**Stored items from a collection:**
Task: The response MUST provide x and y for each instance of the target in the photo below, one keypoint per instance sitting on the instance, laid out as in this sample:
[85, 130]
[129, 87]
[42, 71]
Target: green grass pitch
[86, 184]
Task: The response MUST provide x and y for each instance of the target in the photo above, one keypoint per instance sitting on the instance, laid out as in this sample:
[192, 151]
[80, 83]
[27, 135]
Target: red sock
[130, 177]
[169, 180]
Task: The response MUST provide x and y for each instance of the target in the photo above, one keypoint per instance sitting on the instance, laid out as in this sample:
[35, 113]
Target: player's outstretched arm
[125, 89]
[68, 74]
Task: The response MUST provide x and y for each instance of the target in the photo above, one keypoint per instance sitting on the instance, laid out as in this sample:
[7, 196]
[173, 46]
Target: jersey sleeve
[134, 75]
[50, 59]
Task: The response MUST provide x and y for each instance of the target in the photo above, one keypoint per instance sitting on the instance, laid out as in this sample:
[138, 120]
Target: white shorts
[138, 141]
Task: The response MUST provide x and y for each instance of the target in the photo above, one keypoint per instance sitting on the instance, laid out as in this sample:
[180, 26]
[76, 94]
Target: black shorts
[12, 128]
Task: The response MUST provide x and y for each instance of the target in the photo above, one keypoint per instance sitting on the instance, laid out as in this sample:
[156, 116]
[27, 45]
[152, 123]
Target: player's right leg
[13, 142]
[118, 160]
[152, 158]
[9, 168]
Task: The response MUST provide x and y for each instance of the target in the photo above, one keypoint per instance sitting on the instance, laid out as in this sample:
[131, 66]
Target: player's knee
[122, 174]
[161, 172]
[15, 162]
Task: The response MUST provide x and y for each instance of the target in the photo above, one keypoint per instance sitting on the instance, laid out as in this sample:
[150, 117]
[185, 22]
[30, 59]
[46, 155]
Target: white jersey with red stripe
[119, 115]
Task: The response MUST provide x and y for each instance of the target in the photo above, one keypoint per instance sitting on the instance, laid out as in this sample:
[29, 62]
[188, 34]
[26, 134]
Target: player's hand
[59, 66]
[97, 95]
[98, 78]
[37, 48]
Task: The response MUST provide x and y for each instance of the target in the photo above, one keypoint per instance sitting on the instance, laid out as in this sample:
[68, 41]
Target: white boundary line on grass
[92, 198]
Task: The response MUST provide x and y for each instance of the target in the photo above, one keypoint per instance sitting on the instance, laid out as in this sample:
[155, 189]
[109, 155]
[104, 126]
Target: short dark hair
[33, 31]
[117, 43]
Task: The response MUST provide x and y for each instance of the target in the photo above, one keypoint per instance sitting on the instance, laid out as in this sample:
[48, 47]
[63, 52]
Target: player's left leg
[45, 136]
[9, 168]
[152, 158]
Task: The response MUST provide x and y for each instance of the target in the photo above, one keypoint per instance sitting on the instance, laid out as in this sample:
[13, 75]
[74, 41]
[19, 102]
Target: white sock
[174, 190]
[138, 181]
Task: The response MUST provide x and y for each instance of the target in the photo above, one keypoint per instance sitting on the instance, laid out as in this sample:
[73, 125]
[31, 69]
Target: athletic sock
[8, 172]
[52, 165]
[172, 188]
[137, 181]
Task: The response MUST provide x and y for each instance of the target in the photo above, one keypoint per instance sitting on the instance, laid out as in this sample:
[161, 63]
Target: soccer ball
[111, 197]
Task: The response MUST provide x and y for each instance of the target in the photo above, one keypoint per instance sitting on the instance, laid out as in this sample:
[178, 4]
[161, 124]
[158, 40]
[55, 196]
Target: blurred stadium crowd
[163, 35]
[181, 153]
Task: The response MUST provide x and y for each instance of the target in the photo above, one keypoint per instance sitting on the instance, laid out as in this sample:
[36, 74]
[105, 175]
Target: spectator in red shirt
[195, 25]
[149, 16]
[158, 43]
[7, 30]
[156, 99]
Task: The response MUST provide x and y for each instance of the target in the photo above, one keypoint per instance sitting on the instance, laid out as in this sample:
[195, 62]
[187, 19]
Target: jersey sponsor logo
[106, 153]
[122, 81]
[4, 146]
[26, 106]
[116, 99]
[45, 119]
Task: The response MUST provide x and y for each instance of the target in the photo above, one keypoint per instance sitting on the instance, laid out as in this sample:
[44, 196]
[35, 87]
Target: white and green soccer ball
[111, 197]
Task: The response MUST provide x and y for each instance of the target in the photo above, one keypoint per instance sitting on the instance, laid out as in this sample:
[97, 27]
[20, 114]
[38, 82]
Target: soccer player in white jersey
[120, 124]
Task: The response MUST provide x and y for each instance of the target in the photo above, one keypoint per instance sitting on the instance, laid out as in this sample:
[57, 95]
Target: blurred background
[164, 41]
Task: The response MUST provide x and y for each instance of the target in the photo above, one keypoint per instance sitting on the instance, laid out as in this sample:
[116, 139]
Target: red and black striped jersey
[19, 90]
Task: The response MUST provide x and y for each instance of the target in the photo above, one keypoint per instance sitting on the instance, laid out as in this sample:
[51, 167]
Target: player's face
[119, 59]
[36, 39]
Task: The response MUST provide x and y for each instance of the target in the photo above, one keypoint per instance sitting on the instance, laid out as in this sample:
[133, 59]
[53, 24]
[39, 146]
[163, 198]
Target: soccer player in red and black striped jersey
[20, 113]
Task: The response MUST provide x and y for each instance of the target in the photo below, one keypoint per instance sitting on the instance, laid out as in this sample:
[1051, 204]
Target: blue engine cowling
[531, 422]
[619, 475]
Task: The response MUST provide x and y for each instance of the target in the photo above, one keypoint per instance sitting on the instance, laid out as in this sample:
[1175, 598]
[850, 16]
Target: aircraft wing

**What to do:**
Select every line in the entries above that contains the string "ball", and copy each one. Case matters.

**Exercise solution:**
Target: soccer ball
Target: white and green soccer ball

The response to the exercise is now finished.